EXTRAIT À LIRE =
Anne-Claire Davy et Renaud Roger, respectivement chargée d'études Habitat et modes de vie et économiste urbaniste à l'IAURIF (Institut d'aménagement et urbanisme de la région Ile-de-France), se sont penché sur les implications de la mise en oeuvre du nouveau mantra des pouvoirs publics et des chargés de politique du logement dans les grandes collectivités : de nombreux bureaux ne trouvant plus preneur et où la construction neuve ne suffit pas à satisfaire les besoins, transformons les bureaux vacants en logements ! Cette idée, loin d’être récente, figure sans surprise en bonne place dans le projet de loi "ELAN" comme un levier pour contribuer au choc d’offre...

Entrées de données enregistrées
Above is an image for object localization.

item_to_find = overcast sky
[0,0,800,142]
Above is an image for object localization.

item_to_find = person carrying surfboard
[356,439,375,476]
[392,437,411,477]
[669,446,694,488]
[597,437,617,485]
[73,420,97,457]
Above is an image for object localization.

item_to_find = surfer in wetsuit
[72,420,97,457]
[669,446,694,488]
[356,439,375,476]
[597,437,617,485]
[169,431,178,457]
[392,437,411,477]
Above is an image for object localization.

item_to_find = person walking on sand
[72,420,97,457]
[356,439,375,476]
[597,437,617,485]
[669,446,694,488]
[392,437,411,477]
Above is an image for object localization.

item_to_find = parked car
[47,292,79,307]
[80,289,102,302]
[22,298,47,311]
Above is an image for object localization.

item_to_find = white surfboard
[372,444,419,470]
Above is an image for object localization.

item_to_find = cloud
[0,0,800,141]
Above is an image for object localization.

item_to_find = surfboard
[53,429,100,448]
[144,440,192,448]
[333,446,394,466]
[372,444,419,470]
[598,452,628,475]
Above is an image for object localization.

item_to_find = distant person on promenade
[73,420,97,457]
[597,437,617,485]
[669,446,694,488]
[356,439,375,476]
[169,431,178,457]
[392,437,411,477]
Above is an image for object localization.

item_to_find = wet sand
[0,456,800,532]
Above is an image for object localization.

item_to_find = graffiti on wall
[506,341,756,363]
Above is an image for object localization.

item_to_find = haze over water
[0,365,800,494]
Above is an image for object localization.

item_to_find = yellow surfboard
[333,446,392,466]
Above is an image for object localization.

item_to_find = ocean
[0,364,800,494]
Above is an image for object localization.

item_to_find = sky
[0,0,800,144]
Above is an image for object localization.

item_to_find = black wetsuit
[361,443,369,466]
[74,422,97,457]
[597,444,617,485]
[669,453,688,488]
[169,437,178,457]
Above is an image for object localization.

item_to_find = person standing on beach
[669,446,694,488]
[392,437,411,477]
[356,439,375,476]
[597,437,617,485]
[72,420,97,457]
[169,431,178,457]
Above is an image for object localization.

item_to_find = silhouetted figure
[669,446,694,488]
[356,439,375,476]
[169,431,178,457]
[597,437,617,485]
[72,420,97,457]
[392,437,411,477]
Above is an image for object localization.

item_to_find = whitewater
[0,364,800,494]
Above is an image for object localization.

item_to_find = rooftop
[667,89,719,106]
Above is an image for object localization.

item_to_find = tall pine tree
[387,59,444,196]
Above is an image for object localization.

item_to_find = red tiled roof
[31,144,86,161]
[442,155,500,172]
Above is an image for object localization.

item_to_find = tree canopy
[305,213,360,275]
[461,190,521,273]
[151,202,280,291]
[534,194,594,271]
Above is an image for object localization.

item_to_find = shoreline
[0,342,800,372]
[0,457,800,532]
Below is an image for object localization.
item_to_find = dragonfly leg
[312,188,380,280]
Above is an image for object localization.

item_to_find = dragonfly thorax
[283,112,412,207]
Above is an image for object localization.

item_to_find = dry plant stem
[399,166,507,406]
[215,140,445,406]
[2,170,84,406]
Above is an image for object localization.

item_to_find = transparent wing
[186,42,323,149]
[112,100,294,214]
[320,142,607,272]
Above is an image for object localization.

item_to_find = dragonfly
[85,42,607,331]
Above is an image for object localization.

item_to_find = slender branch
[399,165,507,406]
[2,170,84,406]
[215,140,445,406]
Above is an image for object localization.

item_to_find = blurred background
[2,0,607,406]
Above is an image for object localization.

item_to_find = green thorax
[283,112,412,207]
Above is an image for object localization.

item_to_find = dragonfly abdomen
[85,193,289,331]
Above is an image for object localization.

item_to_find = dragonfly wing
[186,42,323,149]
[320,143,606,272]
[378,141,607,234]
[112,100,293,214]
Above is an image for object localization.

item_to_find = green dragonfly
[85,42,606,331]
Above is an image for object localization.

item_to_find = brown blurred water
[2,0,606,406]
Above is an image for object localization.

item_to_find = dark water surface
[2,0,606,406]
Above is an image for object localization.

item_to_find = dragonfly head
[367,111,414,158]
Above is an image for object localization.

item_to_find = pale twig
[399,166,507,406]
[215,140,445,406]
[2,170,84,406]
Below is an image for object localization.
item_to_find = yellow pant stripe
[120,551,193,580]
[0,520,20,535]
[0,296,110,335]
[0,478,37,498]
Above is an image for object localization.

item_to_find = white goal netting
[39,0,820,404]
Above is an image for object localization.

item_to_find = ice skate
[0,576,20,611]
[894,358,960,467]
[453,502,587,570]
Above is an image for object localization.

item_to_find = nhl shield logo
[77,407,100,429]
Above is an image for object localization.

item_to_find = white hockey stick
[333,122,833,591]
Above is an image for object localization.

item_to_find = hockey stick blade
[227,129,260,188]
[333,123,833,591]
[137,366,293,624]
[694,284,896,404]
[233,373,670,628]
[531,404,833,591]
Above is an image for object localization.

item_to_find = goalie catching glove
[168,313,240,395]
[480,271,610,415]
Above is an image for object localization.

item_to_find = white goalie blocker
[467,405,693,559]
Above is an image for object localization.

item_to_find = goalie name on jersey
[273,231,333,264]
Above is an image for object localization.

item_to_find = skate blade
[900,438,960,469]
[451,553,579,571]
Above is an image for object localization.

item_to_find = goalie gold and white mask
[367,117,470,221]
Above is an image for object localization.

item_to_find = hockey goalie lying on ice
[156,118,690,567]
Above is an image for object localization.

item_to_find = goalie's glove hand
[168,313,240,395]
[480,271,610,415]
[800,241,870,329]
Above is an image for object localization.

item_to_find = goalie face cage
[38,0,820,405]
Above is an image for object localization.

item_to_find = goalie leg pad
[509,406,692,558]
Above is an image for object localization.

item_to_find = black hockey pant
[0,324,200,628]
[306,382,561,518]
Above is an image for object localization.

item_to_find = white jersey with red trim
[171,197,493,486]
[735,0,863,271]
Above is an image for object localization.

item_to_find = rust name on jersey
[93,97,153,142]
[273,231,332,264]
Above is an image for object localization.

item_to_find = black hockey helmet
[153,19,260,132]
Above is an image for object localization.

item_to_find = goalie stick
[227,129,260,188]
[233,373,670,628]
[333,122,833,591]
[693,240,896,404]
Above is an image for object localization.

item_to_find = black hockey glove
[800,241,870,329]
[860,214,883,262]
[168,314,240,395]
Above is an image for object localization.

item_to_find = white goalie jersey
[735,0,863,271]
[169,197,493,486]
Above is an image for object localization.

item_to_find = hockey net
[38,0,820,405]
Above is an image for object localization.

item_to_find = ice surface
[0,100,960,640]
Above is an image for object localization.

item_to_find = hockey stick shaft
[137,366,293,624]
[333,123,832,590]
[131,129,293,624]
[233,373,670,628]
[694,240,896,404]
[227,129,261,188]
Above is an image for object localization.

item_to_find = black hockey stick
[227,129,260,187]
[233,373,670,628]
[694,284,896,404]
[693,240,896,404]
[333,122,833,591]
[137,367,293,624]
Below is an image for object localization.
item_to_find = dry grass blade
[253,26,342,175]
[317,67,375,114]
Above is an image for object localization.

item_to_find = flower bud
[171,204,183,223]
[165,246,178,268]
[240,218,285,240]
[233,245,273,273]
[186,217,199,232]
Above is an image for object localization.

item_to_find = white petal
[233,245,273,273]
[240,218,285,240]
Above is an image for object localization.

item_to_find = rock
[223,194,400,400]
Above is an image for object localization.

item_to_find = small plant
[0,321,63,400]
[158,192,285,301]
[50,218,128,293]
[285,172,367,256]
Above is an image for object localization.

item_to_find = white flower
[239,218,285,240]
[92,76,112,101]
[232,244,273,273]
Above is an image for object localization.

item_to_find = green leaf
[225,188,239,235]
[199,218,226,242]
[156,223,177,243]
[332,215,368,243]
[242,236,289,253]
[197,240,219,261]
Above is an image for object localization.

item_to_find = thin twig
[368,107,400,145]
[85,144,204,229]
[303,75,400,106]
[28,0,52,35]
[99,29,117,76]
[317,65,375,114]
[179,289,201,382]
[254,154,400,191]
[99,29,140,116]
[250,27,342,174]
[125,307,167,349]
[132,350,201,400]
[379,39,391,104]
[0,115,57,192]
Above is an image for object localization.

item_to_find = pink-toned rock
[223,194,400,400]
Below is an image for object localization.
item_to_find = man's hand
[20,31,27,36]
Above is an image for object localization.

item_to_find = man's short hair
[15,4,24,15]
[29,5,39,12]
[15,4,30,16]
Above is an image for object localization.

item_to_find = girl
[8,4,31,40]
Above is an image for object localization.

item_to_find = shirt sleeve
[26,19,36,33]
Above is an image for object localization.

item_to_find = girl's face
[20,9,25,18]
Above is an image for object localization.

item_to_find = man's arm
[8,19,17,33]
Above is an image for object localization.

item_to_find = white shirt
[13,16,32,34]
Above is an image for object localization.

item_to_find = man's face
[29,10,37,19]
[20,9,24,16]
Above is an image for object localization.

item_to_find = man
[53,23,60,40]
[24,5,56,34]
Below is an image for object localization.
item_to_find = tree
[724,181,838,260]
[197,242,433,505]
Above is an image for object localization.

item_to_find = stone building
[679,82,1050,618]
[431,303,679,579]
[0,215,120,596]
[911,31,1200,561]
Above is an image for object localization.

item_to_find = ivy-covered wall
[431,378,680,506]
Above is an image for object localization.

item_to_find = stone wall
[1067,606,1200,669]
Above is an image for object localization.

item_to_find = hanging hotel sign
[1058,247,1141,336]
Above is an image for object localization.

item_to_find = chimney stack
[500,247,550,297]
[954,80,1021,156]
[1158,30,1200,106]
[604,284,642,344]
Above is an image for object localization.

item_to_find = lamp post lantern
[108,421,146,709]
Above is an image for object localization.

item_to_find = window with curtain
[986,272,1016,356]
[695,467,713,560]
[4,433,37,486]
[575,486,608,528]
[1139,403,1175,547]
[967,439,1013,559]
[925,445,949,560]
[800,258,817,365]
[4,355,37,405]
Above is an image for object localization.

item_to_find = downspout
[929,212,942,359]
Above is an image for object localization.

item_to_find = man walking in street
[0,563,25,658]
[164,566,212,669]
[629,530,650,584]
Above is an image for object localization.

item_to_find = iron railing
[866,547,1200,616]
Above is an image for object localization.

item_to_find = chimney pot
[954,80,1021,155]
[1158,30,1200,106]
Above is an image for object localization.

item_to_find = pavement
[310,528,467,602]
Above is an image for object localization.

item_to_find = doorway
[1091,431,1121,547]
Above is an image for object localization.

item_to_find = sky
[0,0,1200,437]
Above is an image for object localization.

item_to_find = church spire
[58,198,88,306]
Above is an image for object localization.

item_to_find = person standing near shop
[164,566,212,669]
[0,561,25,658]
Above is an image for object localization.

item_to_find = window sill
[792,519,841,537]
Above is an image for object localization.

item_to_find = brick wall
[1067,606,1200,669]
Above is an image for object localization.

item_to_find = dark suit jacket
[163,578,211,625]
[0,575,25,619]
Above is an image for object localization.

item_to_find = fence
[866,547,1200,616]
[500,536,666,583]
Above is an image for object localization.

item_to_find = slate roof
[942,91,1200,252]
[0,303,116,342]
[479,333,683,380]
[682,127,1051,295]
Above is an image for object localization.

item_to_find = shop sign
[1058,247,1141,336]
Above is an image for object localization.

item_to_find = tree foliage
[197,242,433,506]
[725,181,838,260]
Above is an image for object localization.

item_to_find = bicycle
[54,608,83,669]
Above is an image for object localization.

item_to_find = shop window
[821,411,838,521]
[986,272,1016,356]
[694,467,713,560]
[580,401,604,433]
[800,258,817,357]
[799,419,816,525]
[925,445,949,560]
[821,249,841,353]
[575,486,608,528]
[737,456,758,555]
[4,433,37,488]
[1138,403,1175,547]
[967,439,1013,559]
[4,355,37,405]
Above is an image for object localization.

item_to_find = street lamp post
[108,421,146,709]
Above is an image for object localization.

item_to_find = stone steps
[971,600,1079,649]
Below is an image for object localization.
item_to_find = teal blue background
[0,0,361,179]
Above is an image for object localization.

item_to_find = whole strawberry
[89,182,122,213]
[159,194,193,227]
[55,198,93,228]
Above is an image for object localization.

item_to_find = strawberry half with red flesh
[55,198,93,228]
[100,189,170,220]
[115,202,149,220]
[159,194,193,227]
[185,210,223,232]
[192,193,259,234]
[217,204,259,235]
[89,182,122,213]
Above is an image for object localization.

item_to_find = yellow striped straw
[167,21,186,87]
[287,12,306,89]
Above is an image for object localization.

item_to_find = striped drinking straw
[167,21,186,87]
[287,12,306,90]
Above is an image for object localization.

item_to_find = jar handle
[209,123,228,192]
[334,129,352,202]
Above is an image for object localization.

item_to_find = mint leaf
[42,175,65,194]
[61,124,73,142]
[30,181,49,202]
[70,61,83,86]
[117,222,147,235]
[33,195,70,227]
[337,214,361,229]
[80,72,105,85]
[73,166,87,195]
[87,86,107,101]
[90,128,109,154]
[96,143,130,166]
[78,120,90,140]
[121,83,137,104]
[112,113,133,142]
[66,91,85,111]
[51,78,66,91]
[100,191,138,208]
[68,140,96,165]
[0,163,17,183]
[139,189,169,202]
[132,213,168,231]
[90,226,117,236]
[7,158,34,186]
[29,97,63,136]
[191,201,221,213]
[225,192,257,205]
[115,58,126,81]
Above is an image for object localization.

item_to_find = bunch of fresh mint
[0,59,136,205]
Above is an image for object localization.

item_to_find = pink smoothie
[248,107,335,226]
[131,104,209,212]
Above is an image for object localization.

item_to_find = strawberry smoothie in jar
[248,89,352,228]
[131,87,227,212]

PARTIES DE L'EXERCICE =
1 - Répondez à ces questions à l'aide de l'extrait sur la transformation de bureaux en logements :
(a) Que désigne le sigle IAURIF ?
(b) Quelle fonction Renaud Roger occupe-t-il ?
(c) Dans quel projet de loi figure l'idée de transformer les bureaux vacants en logements ?
2 - Pour chaque affirmation, indiquez par oui ou par non si elle concorde avec l'extrait sur la transformation de bureaux en logements, en citant les mots qui le montrent.
(a) L'idée de transformer les bureaux vacants en logements est récente.
(b) Anne-Claire Davy est chargée d'études Habitat et modes de vie.
(c) Le projet de loi présente cette idée comme un levier pour contribuer au choc d'offre.
3 - Rédigez la suite de l'extrait sur la transformation de bureaux en logements, à partir de sa dernière phrase.
Les enregistrements n'interviennent pas ici.

RÉSULTATS DES TÂCHES =
1 -
(a) L'Institut d'aménagement et urbanisme de la région Ile-de-France.
(b) Il est économiste urbaniste à l'IAURIF.
(c) Dans le projet de loi "ELAN".

2 -
(a) Non : « loin d’être récente ».
(b) Oui : « chargée d'études Habitat et modes de vie ».
(c) Oui : « comme un levier pour contribuer au choc d’offre ».

3 -
Les dispositions incluses dans le projet de loi visent à améliorer l'équilibre économique des opérations de reconversion afin de les faciliter : en augmentant les recettes grâce à la possibilité donnée aux collectivités d'accorder des bonus de constructibilité jusqu'à 30% de la surface totale existante, ou en réduisant les dépenses liées à l’opération grâce à d’autres dérogations au PLU en matière de stationnement ou de mixité sociale (lorsque la commune ne fait pas l’objet d’un arrêté de carence en logements sociaux). La conversion doit permettre de revendre les logements créés à des particuliers (accession ou investissement locatif) ou bien à des investisseurs en résidences jeunes ou séniors. C'est probablement dans ce secteur que les reconversions sont les plus intéressantes économiquement, c’est-à-dire là où les valeurs résidentielles ont creusé l’écart avec le bureau : dans le centre et l’ouest de l’agglomération, dans des quartiers urbains en dehors des centres d’affaires, des zones d’activités et des quartiers défavorisés.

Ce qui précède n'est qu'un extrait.